[Stored data]
:::::
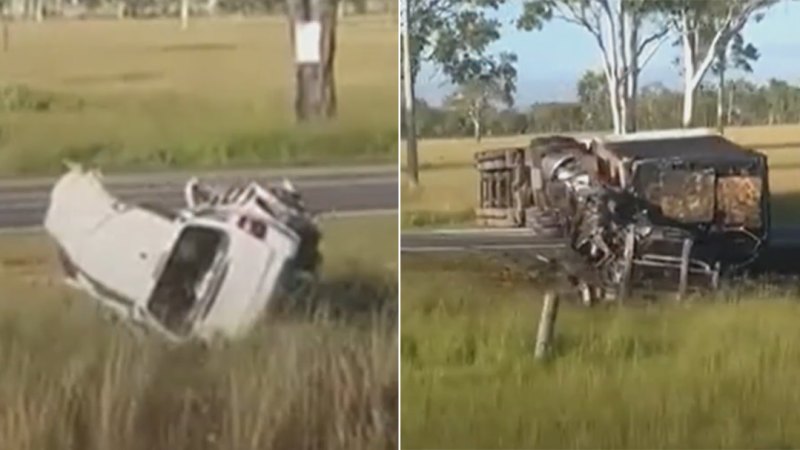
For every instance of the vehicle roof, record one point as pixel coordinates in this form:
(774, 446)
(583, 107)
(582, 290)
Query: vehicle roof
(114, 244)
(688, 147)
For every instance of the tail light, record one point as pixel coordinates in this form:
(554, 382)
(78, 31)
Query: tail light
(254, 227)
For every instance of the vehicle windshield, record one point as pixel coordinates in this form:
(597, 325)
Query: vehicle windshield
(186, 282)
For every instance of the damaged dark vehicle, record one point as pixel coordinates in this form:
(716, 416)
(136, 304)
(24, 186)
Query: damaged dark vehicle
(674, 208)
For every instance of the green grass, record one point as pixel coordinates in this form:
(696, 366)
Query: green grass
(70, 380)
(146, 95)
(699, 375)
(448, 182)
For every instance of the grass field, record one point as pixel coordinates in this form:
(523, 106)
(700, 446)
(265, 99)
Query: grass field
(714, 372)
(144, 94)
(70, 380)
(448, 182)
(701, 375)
:::::
(Work to complete)
Reproduce every line of the records above without changing anything, and omit the pictures.

(Result for this task)
For every instance of the vehicle roof, record one point as pixel coordinates in this form:
(774, 446)
(583, 107)
(582, 290)
Query: vehicle roof
(114, 244)
(688, 147)
For every instance of the tail light, record one point as pixel coordinates in this form:
(554, 382)
(78, 31)
Query: tail light
(254, 227)
For every instance of the vehicle windshield, record one point as pixel coordinates in this form:
(597, 325)
Query: vehicle windshield
(186, 282)
For every instance of the damaged dark vehicle, record one point as pixel coordinates in this form:
(716, 416)
(136, 304)
(24, 186)
Query: damaged dark vehicle
(674, 208)
For every instance of the green grass, record one point as pixel coordinates in this form:
(696, 366)
Query: green grass
(70, 380)
(146, 95)
(699, 375)
(448, 182)
For every instance of the grass field, record one point as pixel coordinates in this form:
(523, 106)
(700, 446)
(265, 99)
Query: grass field
(714, 372)
(144, 94)
(70, 380)
(448, 182)
(701, 375)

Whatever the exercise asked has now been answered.